In the material below, find every line containing "door" and copy that line.
(Beginning of MATERIAL SUPPLIED)
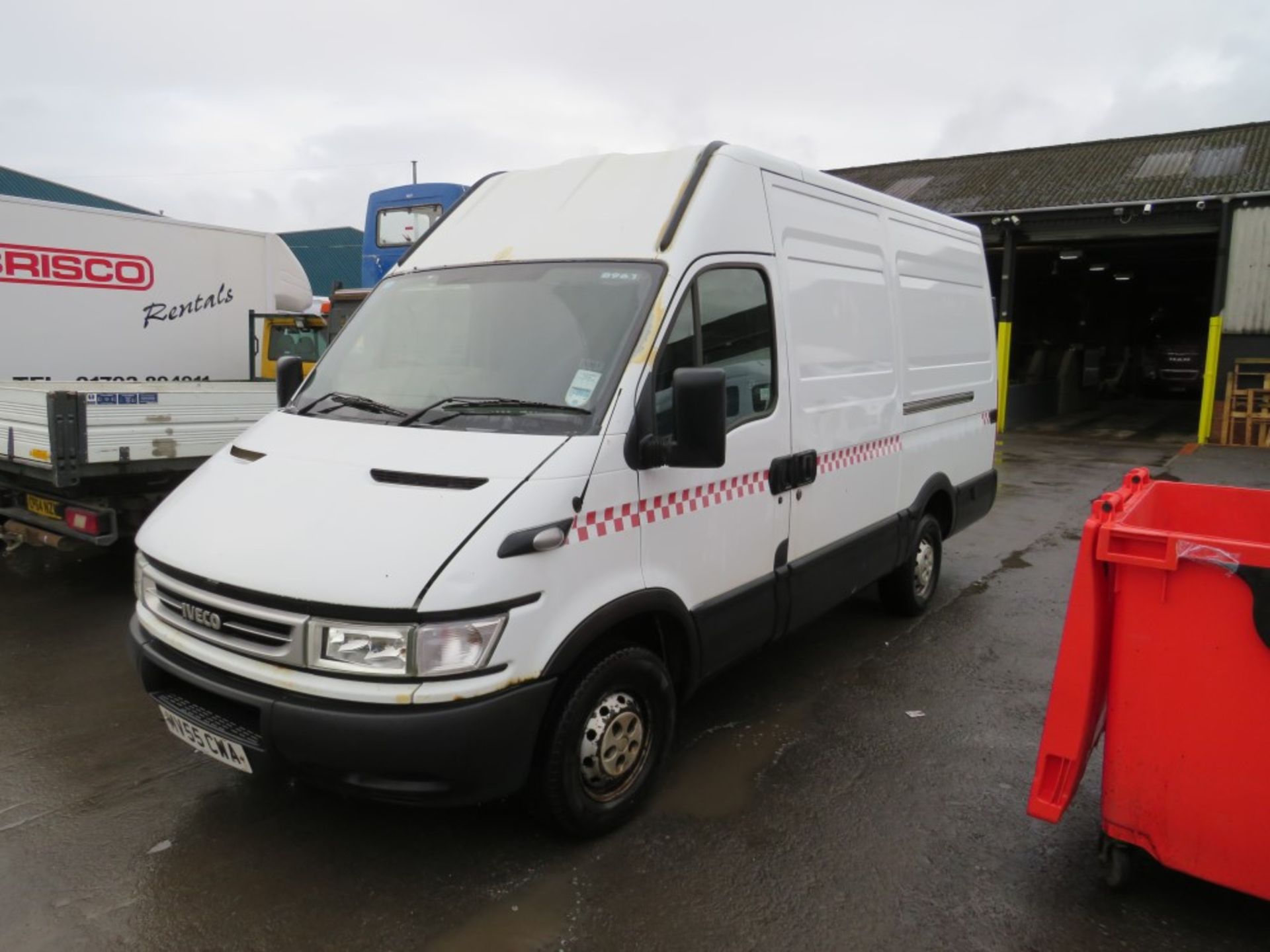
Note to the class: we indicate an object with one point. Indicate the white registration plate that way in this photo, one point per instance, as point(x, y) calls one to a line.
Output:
point(215, 746)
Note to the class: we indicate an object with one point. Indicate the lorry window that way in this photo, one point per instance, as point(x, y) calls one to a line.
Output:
point(305, 343)
point(556, 333)
point(726, 320)
point(402, 226)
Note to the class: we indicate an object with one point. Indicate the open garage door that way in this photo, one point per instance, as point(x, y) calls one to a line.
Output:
point(1109, 337)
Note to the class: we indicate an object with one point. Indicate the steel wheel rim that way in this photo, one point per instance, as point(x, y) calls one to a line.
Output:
point(614, 746)
point(923, 569)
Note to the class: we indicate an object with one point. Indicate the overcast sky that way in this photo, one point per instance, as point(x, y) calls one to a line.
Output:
point(282, 114)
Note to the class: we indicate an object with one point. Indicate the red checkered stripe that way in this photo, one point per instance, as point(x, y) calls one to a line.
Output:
point(859, 454)
point(628, 516)
point(618, 518)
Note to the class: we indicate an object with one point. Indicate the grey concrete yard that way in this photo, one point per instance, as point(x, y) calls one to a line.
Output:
point(804, 809)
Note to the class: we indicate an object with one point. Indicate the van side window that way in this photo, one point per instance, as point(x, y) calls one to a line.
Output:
point(726, 320)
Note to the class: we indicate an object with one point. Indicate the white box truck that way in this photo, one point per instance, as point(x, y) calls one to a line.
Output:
point(610, 427)
point(126, 358)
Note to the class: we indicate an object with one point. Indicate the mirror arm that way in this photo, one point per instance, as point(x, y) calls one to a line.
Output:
point(653, 452)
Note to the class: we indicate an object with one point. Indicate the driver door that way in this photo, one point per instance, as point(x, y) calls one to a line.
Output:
point(715, 537)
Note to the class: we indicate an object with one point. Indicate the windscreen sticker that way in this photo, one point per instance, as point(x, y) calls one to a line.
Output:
point(582, 387)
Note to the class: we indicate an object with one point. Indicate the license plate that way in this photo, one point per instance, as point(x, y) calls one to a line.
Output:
point(205, 742)
point(44, 507)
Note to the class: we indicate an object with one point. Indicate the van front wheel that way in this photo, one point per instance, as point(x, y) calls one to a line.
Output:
point(606, 744)
point(910, 588)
(End of MATERIAL SUPPLIED)
### WRITTEN ANSWER
Note to the class: we indicate an object with one point. Indicate the open garage door that way in this photo, one point per instance, as point(x, y) calls one to a line.
Note to the class: we indicate an object with one point. Indicate the driver door that way in this photo, one point per instance, as point(x, y) calls one to a line.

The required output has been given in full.